:: Data to use ::
>>>

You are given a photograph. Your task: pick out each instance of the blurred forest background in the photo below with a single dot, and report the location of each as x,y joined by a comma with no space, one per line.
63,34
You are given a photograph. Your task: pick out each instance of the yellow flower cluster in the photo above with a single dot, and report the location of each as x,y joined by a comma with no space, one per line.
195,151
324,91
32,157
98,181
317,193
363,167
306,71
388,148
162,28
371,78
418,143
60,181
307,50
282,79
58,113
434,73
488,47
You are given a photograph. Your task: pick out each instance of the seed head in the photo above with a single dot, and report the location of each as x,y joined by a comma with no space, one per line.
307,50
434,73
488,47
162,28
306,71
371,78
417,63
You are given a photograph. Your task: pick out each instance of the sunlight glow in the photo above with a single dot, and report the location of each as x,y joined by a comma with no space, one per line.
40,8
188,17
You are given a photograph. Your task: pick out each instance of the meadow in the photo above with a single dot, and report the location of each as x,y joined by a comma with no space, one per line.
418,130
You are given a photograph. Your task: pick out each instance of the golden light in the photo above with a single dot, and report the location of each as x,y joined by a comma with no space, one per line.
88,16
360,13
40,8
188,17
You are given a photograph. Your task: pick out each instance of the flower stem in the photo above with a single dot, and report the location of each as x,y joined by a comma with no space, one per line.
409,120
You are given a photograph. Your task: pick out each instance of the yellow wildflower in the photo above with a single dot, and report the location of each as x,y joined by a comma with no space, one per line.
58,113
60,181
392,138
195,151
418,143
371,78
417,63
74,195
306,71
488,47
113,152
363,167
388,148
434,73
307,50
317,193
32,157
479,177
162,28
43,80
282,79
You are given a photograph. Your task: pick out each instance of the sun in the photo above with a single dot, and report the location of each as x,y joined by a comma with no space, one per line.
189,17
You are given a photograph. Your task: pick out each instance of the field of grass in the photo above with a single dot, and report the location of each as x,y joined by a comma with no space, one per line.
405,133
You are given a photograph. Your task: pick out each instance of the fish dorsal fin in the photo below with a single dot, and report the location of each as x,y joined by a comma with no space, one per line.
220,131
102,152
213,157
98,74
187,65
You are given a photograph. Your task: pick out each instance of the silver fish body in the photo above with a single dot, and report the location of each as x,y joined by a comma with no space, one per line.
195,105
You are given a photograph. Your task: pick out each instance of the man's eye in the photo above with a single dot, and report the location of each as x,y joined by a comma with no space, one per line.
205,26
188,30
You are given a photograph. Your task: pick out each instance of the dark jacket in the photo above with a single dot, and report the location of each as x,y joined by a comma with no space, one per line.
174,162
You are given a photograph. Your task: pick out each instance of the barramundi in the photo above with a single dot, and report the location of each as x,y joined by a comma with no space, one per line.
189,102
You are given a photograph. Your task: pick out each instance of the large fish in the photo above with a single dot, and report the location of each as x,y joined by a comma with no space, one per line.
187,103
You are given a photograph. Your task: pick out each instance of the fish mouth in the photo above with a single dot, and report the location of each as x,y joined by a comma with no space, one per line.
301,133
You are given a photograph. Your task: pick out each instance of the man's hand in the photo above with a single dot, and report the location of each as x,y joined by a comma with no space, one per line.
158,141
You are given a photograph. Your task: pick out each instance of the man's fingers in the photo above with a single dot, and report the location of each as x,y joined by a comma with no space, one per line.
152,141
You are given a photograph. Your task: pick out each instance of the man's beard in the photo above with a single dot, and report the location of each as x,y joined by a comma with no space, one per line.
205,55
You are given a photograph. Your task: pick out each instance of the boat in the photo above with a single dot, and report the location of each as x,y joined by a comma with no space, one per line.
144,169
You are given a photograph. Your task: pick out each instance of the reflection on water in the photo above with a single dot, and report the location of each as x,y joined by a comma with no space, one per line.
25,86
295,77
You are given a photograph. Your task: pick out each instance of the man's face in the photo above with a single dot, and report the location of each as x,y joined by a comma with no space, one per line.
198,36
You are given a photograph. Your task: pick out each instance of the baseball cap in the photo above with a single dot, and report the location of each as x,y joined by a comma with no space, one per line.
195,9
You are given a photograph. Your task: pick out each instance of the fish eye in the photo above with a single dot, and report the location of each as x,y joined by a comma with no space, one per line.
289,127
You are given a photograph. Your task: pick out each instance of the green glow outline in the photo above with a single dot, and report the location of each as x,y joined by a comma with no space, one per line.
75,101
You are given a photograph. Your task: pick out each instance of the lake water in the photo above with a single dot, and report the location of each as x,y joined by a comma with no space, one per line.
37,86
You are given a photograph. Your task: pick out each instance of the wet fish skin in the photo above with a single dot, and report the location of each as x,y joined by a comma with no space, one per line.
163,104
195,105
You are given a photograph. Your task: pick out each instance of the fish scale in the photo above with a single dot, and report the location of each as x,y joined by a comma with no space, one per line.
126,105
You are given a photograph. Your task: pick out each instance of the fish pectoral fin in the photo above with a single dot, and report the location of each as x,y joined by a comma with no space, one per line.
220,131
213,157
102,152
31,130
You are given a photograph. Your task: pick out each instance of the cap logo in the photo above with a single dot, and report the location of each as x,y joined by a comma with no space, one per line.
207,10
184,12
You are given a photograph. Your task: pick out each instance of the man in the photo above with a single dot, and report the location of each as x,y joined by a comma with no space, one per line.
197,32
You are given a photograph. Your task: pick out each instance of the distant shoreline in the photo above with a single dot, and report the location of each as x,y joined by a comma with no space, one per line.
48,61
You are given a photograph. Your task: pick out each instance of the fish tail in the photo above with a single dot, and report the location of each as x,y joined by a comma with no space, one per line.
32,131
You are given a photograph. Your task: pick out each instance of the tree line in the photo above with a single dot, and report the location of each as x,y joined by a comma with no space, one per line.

<<<

:: Directive ::
Starting at the line that contains "the fish tail", retype each line through the end of the listing above and nothing else.

:: Exercise answer ::
You are given a photograph. Your task: pick out each instance of the fish tail in the photo above with a single dot, and report the location of each as x,y joined by a comma with no space, one per line.
32,131
You are given a photograph. Your task: pick out each instance of the tree line in the photo above with a single dot, and report the location of each as x,y joined by a comma with no space, one per line.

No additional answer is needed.